> **Task brief**
Copy the rows below word for word, from the line with "Detection target: roof ridge" through the line with "left=0, top=398, right=480, bottom=519", and include both of those lines.

> **Listing**
◆ ◆ ◆ ◆ ◆ ◆ ◆
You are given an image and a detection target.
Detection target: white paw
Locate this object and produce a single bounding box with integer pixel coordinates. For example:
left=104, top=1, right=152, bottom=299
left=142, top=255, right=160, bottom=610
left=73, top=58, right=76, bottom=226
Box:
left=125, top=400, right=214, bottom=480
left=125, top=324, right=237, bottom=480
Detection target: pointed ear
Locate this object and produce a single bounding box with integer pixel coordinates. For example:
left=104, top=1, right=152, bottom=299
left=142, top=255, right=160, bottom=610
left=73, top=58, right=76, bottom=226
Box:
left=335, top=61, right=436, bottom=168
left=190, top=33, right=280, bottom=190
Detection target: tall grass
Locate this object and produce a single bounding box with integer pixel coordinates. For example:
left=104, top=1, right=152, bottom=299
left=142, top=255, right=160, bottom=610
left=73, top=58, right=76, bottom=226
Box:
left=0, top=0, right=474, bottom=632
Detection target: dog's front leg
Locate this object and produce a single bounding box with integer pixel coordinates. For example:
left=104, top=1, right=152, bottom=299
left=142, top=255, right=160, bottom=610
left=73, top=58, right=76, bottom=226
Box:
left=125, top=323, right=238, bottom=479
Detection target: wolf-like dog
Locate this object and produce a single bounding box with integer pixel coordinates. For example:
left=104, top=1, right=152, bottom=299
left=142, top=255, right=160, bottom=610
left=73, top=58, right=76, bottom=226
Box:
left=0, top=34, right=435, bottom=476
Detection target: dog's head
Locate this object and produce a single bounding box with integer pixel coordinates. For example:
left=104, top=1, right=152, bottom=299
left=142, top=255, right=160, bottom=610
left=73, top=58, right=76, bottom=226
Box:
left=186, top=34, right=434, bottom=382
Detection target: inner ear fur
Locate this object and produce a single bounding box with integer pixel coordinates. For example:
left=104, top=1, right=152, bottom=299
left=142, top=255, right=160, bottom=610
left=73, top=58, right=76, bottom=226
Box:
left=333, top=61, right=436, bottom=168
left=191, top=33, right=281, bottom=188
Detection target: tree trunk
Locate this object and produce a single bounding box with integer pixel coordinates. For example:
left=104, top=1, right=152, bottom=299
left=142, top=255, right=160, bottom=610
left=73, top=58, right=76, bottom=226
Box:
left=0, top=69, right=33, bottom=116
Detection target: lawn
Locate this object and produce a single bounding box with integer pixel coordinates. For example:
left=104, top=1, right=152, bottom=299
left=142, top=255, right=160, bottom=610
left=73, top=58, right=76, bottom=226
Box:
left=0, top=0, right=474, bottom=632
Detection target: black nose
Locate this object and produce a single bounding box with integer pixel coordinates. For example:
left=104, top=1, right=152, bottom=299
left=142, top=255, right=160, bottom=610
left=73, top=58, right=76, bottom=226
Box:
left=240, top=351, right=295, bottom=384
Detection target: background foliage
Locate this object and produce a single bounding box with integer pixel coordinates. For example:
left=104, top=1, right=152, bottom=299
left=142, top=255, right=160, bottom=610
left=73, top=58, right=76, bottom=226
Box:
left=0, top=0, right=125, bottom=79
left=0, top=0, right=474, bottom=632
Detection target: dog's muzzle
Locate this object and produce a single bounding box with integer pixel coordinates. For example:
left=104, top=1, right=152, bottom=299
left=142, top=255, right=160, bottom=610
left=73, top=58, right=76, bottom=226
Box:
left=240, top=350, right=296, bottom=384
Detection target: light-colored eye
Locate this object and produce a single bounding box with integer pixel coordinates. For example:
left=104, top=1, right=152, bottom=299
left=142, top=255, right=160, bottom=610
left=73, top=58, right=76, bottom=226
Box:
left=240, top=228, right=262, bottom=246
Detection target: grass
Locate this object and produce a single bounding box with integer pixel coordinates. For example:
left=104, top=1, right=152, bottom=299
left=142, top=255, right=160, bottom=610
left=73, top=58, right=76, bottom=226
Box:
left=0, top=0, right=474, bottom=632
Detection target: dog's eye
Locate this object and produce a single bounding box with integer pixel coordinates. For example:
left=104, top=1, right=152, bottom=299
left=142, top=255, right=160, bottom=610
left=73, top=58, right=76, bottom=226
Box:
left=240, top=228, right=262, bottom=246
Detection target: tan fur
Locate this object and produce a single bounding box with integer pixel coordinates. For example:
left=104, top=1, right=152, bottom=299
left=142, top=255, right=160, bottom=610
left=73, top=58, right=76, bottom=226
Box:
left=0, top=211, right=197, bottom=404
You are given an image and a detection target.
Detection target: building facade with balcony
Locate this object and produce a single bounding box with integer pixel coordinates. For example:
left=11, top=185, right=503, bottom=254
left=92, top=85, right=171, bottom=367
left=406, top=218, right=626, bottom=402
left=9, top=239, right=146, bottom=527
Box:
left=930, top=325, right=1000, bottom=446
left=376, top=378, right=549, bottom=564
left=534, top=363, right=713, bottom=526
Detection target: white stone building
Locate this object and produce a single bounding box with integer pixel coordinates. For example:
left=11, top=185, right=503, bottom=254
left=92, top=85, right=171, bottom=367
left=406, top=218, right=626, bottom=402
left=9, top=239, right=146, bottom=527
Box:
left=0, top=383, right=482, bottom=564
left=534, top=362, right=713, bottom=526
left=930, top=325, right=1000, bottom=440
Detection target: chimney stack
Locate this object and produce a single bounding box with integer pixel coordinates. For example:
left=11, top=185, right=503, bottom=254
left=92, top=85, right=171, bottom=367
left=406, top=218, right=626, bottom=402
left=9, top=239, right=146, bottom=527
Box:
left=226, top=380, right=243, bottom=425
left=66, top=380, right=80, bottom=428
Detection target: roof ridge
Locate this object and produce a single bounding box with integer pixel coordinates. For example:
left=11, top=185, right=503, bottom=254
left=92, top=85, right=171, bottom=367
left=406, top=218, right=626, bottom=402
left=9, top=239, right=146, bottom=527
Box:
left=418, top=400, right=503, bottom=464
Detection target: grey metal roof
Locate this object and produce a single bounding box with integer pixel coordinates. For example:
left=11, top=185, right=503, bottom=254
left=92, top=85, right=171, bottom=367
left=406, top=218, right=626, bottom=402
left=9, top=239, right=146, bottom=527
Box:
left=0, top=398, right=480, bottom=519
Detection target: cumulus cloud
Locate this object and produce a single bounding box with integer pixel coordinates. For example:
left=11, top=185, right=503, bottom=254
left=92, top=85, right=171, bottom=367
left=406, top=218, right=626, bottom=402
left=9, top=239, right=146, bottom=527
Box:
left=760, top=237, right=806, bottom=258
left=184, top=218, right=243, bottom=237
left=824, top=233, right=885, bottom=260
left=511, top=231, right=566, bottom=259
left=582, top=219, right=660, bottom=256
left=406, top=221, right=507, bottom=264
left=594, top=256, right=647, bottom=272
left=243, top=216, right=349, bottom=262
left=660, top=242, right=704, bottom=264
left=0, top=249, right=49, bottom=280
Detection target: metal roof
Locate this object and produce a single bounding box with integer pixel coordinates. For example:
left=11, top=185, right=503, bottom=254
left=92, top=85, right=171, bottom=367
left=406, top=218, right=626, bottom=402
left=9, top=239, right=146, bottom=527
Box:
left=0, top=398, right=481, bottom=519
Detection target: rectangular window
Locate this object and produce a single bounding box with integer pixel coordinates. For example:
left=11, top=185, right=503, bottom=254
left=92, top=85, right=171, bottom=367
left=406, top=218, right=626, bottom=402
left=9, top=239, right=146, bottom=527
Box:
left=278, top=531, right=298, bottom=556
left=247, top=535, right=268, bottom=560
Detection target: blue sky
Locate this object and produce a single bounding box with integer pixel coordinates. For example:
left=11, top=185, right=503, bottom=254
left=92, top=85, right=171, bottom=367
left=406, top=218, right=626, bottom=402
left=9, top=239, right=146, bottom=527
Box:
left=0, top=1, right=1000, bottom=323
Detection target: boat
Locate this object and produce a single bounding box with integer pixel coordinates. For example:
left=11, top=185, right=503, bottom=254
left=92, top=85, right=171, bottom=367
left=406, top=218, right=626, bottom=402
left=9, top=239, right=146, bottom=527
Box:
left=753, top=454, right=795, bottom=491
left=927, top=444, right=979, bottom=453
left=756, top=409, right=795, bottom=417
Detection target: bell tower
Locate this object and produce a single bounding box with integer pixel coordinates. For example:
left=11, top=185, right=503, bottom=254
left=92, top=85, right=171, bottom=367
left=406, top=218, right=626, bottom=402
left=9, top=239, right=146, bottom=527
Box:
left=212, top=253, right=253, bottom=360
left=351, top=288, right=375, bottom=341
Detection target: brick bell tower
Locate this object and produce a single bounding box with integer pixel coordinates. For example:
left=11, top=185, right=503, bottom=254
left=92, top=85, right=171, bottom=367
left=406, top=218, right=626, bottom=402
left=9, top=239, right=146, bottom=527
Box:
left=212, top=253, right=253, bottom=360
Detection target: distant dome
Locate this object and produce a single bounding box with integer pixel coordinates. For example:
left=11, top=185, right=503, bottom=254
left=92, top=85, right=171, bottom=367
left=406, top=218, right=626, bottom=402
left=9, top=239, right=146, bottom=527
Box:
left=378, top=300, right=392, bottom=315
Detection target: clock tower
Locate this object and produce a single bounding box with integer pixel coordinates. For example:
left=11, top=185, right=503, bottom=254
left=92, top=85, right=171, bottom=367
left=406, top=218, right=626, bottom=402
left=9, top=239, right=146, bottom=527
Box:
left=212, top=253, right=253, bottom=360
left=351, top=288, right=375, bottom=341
◆ ◆ ◆ ◆ ◆ ◆ ◆
> **Full answer**
Detection target: roof ridge
Locate this object and produce a single bounding box with integer pixel coordinates. For example:
left=11, top=185, right=503, bottom=254
left=92, top=85, right=171, bottom=367
left=406, top=218, right=626, bottom=402
left=9, top=239, right=146, bottom=527
Box:
left=418, top=400, right=503, bottom=464
Detection target: grey metal roof
Locate this object and produce a single bounding box with integer pixel coordinates. For example:
left=11, top=185, right=503, bottom=254
left=92, top=85, right=171, bottom=367
left=406, top=218, right=626, bottom=402
left=9, top=239, right=146, bottom=527
Box:
left=0, top=398, right=480, bottom=519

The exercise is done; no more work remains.